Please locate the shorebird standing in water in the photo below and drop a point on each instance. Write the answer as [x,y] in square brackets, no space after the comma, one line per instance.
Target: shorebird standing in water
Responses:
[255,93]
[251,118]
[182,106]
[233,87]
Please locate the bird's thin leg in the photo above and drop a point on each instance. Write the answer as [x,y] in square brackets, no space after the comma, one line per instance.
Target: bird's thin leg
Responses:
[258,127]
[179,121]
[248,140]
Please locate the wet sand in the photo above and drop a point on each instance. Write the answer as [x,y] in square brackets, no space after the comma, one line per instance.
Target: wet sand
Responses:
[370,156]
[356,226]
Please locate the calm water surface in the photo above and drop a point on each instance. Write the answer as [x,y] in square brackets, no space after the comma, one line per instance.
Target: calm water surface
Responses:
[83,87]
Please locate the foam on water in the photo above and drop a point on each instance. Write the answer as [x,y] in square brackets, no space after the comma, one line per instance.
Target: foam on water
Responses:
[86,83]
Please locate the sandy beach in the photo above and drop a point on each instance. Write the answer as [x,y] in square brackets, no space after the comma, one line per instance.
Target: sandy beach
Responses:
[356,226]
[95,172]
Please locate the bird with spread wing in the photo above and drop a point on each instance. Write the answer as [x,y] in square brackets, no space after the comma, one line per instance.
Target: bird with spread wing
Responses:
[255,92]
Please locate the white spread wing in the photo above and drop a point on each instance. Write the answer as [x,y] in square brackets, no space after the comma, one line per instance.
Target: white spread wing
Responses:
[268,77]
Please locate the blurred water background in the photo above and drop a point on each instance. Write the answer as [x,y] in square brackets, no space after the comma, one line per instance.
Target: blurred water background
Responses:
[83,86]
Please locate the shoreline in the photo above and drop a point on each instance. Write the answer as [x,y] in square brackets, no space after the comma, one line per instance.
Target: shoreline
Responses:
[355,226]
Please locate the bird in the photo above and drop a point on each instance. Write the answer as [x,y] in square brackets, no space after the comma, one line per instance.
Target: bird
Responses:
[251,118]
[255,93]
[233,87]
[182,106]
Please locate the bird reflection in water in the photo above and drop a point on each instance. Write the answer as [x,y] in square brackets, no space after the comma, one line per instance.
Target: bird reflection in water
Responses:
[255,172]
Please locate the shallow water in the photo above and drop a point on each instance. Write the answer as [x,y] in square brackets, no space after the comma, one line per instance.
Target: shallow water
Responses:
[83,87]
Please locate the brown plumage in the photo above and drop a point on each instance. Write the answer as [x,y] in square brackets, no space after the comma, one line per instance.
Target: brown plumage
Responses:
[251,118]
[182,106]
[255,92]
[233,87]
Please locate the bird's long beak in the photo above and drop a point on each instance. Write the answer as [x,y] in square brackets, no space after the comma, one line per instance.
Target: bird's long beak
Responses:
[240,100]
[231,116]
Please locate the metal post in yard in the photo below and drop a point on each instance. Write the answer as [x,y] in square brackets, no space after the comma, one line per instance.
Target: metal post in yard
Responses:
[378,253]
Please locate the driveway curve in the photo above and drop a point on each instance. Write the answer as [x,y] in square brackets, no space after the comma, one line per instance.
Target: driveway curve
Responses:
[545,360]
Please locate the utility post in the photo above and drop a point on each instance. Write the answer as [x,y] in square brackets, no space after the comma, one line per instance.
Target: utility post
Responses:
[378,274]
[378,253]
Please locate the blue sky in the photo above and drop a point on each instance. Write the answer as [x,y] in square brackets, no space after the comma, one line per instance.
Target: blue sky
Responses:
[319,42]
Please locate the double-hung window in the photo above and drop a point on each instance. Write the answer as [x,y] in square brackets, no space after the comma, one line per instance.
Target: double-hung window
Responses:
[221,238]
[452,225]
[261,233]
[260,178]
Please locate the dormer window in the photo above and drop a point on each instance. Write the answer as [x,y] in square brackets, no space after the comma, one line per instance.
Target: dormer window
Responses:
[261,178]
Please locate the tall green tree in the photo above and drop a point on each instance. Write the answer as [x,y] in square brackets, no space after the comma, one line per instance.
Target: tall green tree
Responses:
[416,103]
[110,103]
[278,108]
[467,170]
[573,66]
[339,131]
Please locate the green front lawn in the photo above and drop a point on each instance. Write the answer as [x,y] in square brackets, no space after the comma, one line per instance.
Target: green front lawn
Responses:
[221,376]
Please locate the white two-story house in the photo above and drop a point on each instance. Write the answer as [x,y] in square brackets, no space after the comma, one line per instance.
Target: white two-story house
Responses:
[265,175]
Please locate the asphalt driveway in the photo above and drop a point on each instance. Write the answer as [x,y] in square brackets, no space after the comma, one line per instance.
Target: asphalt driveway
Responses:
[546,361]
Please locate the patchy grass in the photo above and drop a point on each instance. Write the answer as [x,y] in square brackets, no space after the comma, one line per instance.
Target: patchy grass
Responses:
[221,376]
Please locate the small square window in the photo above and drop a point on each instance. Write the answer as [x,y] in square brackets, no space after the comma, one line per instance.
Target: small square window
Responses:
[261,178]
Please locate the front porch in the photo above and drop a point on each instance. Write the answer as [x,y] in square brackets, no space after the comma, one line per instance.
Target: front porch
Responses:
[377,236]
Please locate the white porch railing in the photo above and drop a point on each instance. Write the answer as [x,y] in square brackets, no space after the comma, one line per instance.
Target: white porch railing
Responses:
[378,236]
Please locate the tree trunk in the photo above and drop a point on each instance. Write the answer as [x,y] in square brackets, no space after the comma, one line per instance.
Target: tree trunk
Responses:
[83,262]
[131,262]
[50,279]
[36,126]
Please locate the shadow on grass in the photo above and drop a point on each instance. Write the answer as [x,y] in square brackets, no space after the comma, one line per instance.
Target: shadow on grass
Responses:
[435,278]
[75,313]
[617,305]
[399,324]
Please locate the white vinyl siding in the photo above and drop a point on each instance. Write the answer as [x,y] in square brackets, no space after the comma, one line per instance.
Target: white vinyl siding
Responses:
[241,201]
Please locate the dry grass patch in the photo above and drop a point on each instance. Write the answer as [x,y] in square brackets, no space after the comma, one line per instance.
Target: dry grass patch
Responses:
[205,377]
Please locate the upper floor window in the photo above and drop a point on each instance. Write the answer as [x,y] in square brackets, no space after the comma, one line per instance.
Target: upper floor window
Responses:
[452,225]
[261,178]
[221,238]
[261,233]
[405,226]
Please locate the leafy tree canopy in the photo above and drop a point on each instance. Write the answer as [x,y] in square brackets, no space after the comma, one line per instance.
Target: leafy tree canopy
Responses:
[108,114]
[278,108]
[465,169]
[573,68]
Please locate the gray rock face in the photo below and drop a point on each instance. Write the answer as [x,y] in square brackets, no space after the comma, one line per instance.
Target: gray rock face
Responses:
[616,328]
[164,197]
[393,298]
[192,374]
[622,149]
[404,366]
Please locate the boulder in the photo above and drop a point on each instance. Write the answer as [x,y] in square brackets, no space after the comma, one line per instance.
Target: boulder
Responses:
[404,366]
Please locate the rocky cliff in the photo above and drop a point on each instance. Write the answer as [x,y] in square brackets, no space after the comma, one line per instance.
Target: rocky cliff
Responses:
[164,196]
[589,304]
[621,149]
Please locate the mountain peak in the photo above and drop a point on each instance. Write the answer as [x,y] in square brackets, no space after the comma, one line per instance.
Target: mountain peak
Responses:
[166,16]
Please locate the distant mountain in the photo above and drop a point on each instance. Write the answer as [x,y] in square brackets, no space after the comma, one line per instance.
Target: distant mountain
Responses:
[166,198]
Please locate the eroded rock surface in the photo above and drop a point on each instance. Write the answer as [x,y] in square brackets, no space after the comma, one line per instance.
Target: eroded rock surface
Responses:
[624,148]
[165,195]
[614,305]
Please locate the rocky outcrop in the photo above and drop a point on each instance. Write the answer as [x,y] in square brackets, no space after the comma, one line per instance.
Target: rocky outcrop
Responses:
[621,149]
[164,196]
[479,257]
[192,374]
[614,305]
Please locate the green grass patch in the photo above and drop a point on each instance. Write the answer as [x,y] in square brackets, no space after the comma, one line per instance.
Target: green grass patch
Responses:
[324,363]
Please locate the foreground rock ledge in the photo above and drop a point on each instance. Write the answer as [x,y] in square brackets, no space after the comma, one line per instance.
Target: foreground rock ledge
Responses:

§ **Short exercise**:
What are the lines from the one with "Please locate the rocky cliff" through the last line of the records above? Quote them exactly and add nothing.

§ **Response**:
Please locate the rocky cliff in the photo above and drop a point on each instance. Write the answer as [x,y] in square brackets, no space after the comma, one line per instance.
Target: rocky cliff
Responses:
[164,196]
[589,304]
[621,149]
Please locate the mountain peak in the photo above and drop a point on each instance. Write the answer as [x,y] in square brackets, no space after the comma, one line per instance.
Target: mountain peak
Responses:
[166,16]
Please locate the distant mountain in the photo above and drop a point on each instance. Write the answer as [x,y] in square brackets, no space after the comma, one line per instance.
Target: distant mountain
Responses:
[166,198]
Please locate the eroded rock surface in the photo above and drop a point on each instance. Write the answer as [x,y] in square brackets, no space after the comma, one line per instance.
Target: eroded rock surface
Responses:
[624,148]
[165,195]
[614,305]
Please locate the rocky outcrop in the photo above and drop a point on each instance. Write the answer as [x,y] in square brackets, no space after the comma, one line per instance.
Target: rocky outcrop
Responses:
[621,149]
[164,196]
[479,257]
[192,374]
[614,305]
Please locate the green grass patch in the photo above and drop a point on each instance. Write the answer as [x,y] in square brackets, no space after the comma, one line per instance.
Target: green grass patch
Responses:
[324,363]
Please locate the foreground rock ledge in the photo above and drop a point on each instance. Write the answer as [x,y] in square brackets, no space after the comma, one line per instance.
Target: foreground rock ledge
Responses:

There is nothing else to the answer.